▶ **The problem**
Copy the lines below word for word, skipping any image.

*** Dataset entries ***

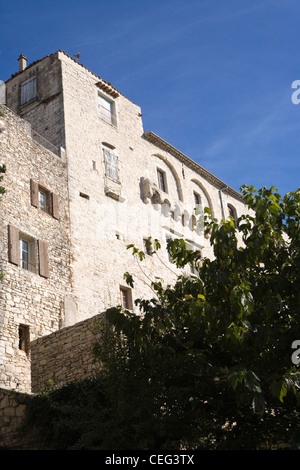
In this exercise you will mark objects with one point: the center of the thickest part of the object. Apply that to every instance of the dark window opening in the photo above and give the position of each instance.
(24, 338)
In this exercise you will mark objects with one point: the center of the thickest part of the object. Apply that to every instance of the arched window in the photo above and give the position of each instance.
(232, 211)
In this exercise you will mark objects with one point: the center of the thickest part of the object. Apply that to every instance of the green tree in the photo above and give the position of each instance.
(207, 363)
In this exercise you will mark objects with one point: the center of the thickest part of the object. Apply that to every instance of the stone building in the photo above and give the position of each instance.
(83, 181)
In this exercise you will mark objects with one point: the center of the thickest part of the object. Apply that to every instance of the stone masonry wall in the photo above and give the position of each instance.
(12, 413)
(64, 356)
(28, 300)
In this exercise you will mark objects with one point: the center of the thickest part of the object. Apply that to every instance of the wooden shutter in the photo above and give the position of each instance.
(13, 245)
(34, 193)
(28, 90)
(43, 259)
(111, 164)
(55, 209)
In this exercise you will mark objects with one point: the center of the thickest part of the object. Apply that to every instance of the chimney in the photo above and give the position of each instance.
(22, 62)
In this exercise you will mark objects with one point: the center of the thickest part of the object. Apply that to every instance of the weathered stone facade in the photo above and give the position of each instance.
(32, 302)
(112, 183)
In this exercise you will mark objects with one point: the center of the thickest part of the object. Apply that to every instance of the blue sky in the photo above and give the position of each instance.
(213, 77)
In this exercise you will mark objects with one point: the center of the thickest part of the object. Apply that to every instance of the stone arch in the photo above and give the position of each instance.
(174, 174)
(204, 190)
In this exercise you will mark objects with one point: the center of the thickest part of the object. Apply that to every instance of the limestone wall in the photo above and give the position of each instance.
(32, 303)
(12, 413)
(64, 356)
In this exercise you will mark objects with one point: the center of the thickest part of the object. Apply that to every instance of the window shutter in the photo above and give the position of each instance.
(55, 209)
(28, 90)
(13, 245)
(111, 165)
(43, 259)
(34, 193)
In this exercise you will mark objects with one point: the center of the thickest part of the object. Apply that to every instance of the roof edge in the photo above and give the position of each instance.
(164, 145)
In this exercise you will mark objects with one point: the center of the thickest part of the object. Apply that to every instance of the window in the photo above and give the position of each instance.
(28, 91)
(24, 338)
(111, 164)
(44, 199)
(107, 109)
(28, 253)
(162, 180)
(197, 199)
(232, 212)
(148, 246)
(44, 202)
(24, 254)
(126, 298)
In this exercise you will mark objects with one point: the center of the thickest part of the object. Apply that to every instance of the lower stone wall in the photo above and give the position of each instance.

*** End of Dataset entries ***

▶ **Result for this exercise**
In this exercise you will mark objects with one point: the center of the thickest part of the object. Apply that to every instance of the dark window opening in the photo above and give the position of each instance.
(24, 338)
In this exercise you will mark objects with one point: the center of the thickest part of the object. Apply that to every instance of the arched window in the photo above and give the position of each instance.
(232, 211)
In this exercise you will mark objects with one point: the center of the thickest part of the object. Apply that to every instance of the green tree in the photo above and give the position of each instance.
(207, 363)
In this exercise you will mark objects with one point: the center of the thickest part of the object. Apply that to every instance of the stone building in the photo above and give the position of each instance.
(83, 181)
In this exercise you will mark objects with one point: the center of the thickest part of the object. Apply that to every instance of the stone masonry wall in the photo above and give the position of each instance.
(12, 413)
(64, 356)
(28, 300)
In this exercise you will mark objects with one point: the center of the thickest part of the object. Apply that to every instance of the wooden shutter in the photo above and give the position of each instance.
(13, 245)
(34, 193)
(28, 90)
(43, 259)
(111, 164)
(55, 209)
In this exercise you will mark objects with one point: the center of the thickest part of the object. Apply that to every instance of the chimney in the photo above and give the position of each instance.
(22, 62)
In this exercise you will mark objects with one point: the center of the thickest part of the object. Apply that to every instance of the weathered stone facade in the photo above and give the position of each instance.
(32, 302)
(112, 183)
In this exercise you will mark objects with one point: the center of the thickest part of the object. Apply that to every instance of the blue sky in the photo above and give the position of each instance.
(213, 77)
In this exercise you will mark objects with one point: the center of the thickest part of the object. Apply that to every instance of the stone arch in the photo above and give the position of each instance.
(174, 174)
(204, 190)
In this exercise you will mark objects with one point: the center of the thickest part of the object. Apply that to every instance of the limestone wall in the photo above and give the position of each instance.
(32, 303)
(12, 413)
(64, 356)
In this exercise you will mark objects with one point: the center of the thickest part of the object. Apply that to every instance of the window shutter in the photo above and give the position of each instance.
(55, 209)
(28, 90)
(13, 245)
(111, 165)
(43, 259)
(34, 193)
In this exercise you will mark objects with one point: the center of the thickest part of the object. Apply that to every instance of the roof edge in the photo above and give the position of each instance.
(164, 145)
In this exercise you will mark objects with one point: the center of the thickest part of the object. Apply that to every instance of the window in the photo above and give the position of each instance.
(28, 91)
(24, 338)
(111, 164)
(44, 199)
(107, 109)
(28, 253)
(162, 180)
(197, 199)
(232, 212)
(148, 246)
(44, 202)
(24, 254)
(126, 298)
In this exercise you will mark objects with one point: the center of the thickest part of the object. Apply that to every instance of the lower stone wall in the photo above and give the position of each instance.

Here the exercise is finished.